## Exercise
Please return every record below exactly as it stands.

## Supplied material
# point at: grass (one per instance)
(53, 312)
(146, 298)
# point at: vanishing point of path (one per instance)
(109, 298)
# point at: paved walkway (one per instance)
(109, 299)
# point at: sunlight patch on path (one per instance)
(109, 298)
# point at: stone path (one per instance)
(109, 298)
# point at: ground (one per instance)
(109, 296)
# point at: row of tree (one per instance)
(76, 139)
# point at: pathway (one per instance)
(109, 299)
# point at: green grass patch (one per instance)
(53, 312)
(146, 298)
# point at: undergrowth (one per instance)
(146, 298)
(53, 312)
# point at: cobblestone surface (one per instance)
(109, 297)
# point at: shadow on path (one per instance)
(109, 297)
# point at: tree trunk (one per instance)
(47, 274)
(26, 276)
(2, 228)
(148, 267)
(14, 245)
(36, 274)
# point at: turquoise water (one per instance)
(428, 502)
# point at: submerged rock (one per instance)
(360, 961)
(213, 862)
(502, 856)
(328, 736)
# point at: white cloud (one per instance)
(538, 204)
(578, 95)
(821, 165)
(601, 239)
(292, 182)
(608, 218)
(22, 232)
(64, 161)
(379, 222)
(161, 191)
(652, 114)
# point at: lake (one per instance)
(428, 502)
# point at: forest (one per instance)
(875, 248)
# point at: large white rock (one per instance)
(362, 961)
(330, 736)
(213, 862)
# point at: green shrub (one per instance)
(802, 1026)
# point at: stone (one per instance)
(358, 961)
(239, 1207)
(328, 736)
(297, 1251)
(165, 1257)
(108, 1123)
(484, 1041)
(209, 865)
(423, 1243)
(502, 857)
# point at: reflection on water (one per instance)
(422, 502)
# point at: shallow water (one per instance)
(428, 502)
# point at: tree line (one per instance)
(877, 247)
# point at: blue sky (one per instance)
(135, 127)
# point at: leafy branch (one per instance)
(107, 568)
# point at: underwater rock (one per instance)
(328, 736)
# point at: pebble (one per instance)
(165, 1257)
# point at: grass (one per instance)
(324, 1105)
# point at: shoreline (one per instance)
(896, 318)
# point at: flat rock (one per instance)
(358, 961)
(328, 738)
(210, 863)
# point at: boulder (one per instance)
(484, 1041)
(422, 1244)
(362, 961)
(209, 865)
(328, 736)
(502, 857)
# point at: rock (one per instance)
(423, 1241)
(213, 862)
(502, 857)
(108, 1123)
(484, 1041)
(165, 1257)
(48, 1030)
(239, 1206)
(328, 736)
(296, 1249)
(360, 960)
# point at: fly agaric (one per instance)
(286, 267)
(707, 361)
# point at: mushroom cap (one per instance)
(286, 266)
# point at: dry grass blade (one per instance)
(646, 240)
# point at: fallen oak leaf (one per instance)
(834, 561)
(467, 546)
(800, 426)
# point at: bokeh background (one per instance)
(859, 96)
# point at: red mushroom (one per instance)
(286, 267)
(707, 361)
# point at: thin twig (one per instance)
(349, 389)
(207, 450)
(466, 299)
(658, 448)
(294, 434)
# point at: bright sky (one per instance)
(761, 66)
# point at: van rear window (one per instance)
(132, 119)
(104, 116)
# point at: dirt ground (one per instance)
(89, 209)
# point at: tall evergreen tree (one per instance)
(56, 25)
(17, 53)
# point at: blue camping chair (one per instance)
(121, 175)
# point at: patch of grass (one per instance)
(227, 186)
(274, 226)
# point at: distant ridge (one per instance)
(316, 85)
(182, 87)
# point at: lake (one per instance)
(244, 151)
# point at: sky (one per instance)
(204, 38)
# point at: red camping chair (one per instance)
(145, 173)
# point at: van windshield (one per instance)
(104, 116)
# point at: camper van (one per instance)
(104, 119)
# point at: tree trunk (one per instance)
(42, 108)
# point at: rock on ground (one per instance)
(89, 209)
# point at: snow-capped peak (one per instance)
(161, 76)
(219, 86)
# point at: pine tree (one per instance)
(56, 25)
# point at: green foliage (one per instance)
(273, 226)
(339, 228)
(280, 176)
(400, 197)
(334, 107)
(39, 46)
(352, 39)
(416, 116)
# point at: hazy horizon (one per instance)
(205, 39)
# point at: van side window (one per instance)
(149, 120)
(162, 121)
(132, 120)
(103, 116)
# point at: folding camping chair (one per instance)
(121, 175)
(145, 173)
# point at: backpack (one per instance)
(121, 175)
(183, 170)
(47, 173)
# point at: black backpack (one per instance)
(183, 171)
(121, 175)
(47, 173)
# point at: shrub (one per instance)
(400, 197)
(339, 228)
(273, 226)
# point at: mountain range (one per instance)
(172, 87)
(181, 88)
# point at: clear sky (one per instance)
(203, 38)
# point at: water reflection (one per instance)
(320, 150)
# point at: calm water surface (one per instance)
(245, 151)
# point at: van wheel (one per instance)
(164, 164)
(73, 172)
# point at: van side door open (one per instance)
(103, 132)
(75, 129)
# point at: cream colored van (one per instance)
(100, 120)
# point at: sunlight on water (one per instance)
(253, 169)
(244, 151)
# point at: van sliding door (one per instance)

## Reply
# point at: grass (one per instance)
(53, 312)
(146, 298)
# point at: vanishing point of path (one per instance)
(109, 298)
# point at: paved walkway (one per instance)
(109, 299)
# point at: sunlight patch on path (one per instance)
(109, 298)
# point at: stone path (one per instance)
(109, 298)
# point at: ground (one per instance)
(109, 296)
# point at: row of tree (one per instance)
(76, 139)
# point at: pathway (one per instance)
(109, 299)
# point at: green grass patch (one per instance)
(53, 312)
(146, 298)
# point at: undergrowth (one per instance)
(146, 298)
(53, 312)
# point at: cobblestone surface (one per instance)
(109, 297)
# point at: shadow on path (one per instance)
(109, 297)
# point at: tree trunk (one per instance)
(47, 274)
(26, 276)
(2, 228)
(148, 267)
(14, 245)
(36, 274)
# point at: turquoise water (one per instance)
(428, 502)
# point at: submerged rock (one per instance)
(360, 961)
(213, 862)
(502, 856)
(328, 736)
# point at: white cloud (one per instance)
(538, 204)
(578, 95)
(821, 165)
(601, 239)
(292, 182)
(608, 218)
(22, 232)
(64, 161)
(379, 222)
(161, 191)
(652, 114)
# point at: lake (one per instance)
(428, 502)
# point at: forest (one per instance)
(875, 248)
# point at: large white rock (one per instance)
(362, 961)
(330, 736)
(213, 862)
# point at: green shrub (one per instance)
(802, 1026)
# point at: stone (one per instance)
(358, 961)
(239, 1207)
(328, 736)
(297, 1251)
(165, 1257)
(108, 1123)
(484, 1041)
(209, 865)
(423, 1243)
(502, 857)
# point at: reflection on water (one per instance)
(422, 502)
# point at: shallow water (one per instance)
(428, 502)
# point at: tree line (one per instance)
(877, 247)
# point at: blue sky (one per instance)
(135, 127)
# point at: leafy branch (one per instance)
(107, 568)
# point at: underwater rock (one per instance)
(328, 736)
# point at: pebble (one per instance)
(165, 1257)
# point at: grass (one per instance)
(324, 1105)
# point at: shoreline (one per instance)
(896, 318)
# point at: flat rock (one per instance)
(358, 961)
(328, 738)
(210, 863)
# point at: boulder (one per instance)
(484, 1041)
(422, 1244)
(362, 961)
(209, 865)
(328, 736)
(502, 857)
# point at: rock (one per instance)
(423, 1241)
(213, 862)
(502, 857)
(108, 1123)
(484, 1041)
(165, 1257)
(48, 1030)
(239, 1206)
(328, 736)
(296, 1249)
(360, 960)
# point at: fly agaric (one per instance)
(286, 267)
(707, 361)
# point at: mushroom cap (one per instance)
(286, 266)
# point at: dry grass blade (one per instance)
(646, 240)
# point at: fallen oak leaf (one per instance)
(834, 561)
(467, 546)
(800, 426)
# point at: bokeh background (one per instance)
(859, 96)
# point at: red mushroom (one per instance)
(286, 267)
(707, 361)
# point at: thin twig (one per instance)
(349, 389)
(207, 450)
(466, 299)
(658, 448)
(294, 434)
# point at: bright sky (one per instance)
(761, 66)
# point at: van rear window (one per instance)
(132, 119)
(104, 116)
# point at: dirt ground (one per instance)
(89, 209)
# point at: tall evergreen tree (one per instance)
(56, 25)
(17, 53)
# point at: blue camping chair (one per instance)
(121, 175)
# point at: patch of grass (one per instance)
(227, 186)
(274, 226)
# point at: distant ridge (one per instance)
(316, 85)
(182, 87)
# point at: lake (one per instance)
(244, 151)
# point at: sky (one per instance)
(204, 38)
# point at: red camping chair (one per instance)
(145, 173)
# point at: van windshield (one per instance)
(104, 116)
# point at: camper van (one per instance)
(104, 119)
# point at: tree trunk (one per instance)
(42, 108)
# point at: rock on ground (one per instance)
(89, 209)
# point at: snow-capped peak (one per instance)
(161, 76)
(219, 86)
# point at: pine tree (one per instance)
(56, 25)
# point at: green foliage (one per instance)
(273, 226)
(339, 228)
(280, 176)
(400, 197)
(334, 107)
(39, 46)
(352, 39)
(416, 116)
# point at: hazy horizon (one per instance)
(205, 39)
# point at: van side window (one per instance)
(149, 120)
(162, 121)
(132, 120)
(103, 116)
# point at: folding camping chair (one per instance)
(121, 175)
(145, 173)
# point at: backpack (one per instance)
(121, 175)
(183, 170)
(47, 173)
# point at: black backpack (one per instance)
(183, 171)
(121, 175)
(47, 173)
# point at: shrub (one per instance)
(400, 197)
(339, 228)
(273, 226)
# point at: mountain range (one per instance)
(172, 87)
(181, 88)
# point at: clear sky (one per instance)
(203, 38)
# point at: water reflection (one per instance)
(320, 150)
# point at: calm water surface (one per instance)
(245, 151)
# point at: van wheel (one per instance)
(164, 164)
(73, 172)
# point at: van side door open (one per instance)
(103, 132)
(75, 129)
# point at: cream colored van (one per instance)
(100, 120)
# point at: sunlight on water (one per instance)
(253, 169)
(244, 151)
# point at: van sliding door (one per instance)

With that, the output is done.